Cour martiale

Informations sur la décision

Résumé :

Date de l’ouverture du procès : 31 mars 2014

Endroit : 6080 rue Young, 5e étage, salle d’audience, Halifax (NÉ).

Chefs d’accusation
•Chef d’accusation 1 (subsidiaire au chef d’accusation 2) : Art. 130 LDN, a proféré des menaces (art. 261.1 C. cr.).
•Chef d’accusation 2 (subsidiaire au chef d’accusation 1) : Art. 86 LDN, a adressé des propos provocateurs à un justiciable du code de discipline militaire, tendant ainsi à créer une querelle.
•Chef d’accusation 3 (subsidiaire au chef d’accusation 4) : Art. 116 LDN, a volontairement détruit un bien des Forces de Sa Majesté.
•Chef d’accusation 4 (subsidiaire au chef d’accusation 3) : Art. 130 LDN, méfait n’excédant pas 5000$ (art. 430(4) C. cr.).

Verdict
•Chefs d’accusation 1, 4 : Coupable.
•Chef d’accusation 2 : Une suspension d’instance.
•Chef d’accusation 3 : Non coupable.

Contenu de la décision

 

COUR MARTIALE

 

Référence : R. c. Thies, 2014 CM 3007

 

Date : 20140404

Dossier : 201360

 

Cour martiale permanente

 

Base des Forces canadiennes Halifax

Halifax (Nouvelle-Écosse), Canada

 

Entre :

 

Sa Majesté la Reine

 

- et -

 

Matelot de 1re classe J.B. Thies, contrevenant

 

 

En présence du Lieutenant-colonel L.-V. d’Auteuil, J.M.

TRAVAIL DEMANDÉ – Dans la décision de la cour martiale, quel verdict a été prononcé pour le chef d'accusation 3 ? Les lignes forment un matériel distinct du texte.

MATÉRIEL FOURNI –

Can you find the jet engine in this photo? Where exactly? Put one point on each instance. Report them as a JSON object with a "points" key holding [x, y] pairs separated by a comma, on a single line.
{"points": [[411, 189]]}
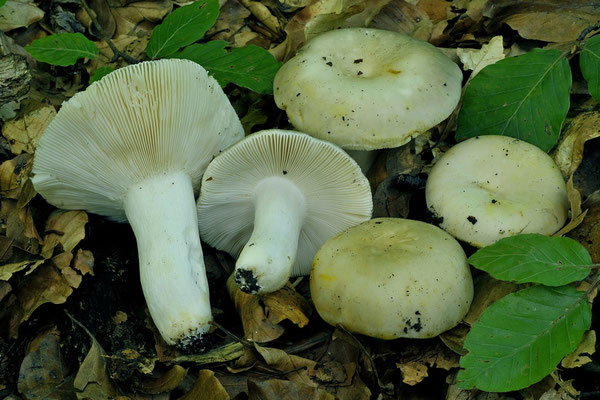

RÉPONSE – Non coupable.